_Textauszug_:
============

Laute Kinder – leise Kinder
Kinderlärm ist im Regelfall „keine schädliche Umwelteinwirkung“, so das Bundesemissionsgesetz. Das gilt auch für benachbarte Kindertagesstätten. Wer tagsüber zuhause ist und sich am durch Kinder verursachten Lärm stört, sollte sich daher besser für ein anderes Wohnumfeld entscheiden.
Ruhestörung durch Laubbläser und Rasenmäher
Gartenarbeiten verursachen Lärm. Anwohner müssen die damit verbundenen Geräusche unter Einhaltung der Ruhezeiten akzeptieren. Für einen Rechtsstreit sorgte hier bereits die Nutzung eines Mähroboters, der über Stunden einen Rasen mähte. Das Gericht urteilte, dass die Anwohner das dulden müssen (Amtsgericht Siegburg, Az.: 118 C 97/13). Bei Laubbläsern ist der Gesetzgeber weniger tolerant, da diese Geräte oft einen erheblichen Lärm verursachen. Hier gibt es klare zeitliche Grenzen.
Auch dürfen die Städte selbst engere Vorgaben machen. München hat sich aufgrund dessen entscheiden, die Verwendung von Laubbläsern von montags bis samstags nur von 15 bis 17 Uhr zu erlauben. Allerdings können Kommunen auch Ausnahmegenehmigungen erteilen.

============

(Einträge zur Konturbeschriftung)
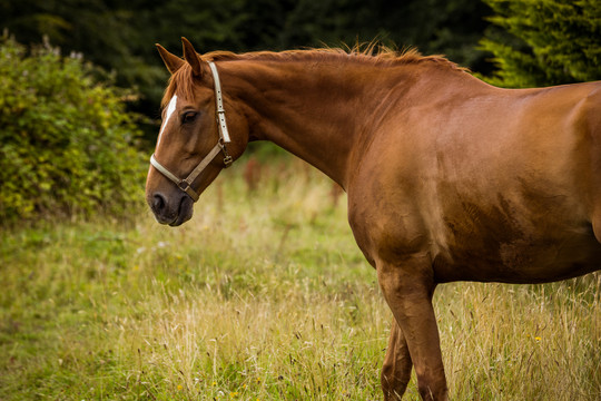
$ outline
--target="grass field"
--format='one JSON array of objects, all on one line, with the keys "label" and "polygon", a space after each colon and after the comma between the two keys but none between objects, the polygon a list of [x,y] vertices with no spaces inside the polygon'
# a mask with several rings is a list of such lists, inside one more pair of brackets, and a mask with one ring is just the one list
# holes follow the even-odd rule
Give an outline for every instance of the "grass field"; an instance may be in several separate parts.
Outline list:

============

_Aufgaben_:
a) In welchem Zeitraum erlaubt München laut dem Textauszug die Verwendung von Laubbläsern von montags bis samstags?
b) Geben Sie aus dem Textauszug die Stelle zwischen „Laute Kinder –“ und „anderes Wohnumfeld entscheiden.“ einschließlich wortgetreu aus.

_Lösungen_:
a) Von 15 bis 17 Uhr.

b)
Laute Kinder – leise Kinder
Kinderlärm ist im Regelfall „keine schädliche Umwelteinwirkung“, so das Bundesemissionsgesetz. Das gilt auch für benachbarte Kindertagesstätten. Wer tagsüber zuhause ist und sich am durch Kinder verursachten Lärm stört, sollte sich daher besser für ein anderes Wohnumfeld entscheiden.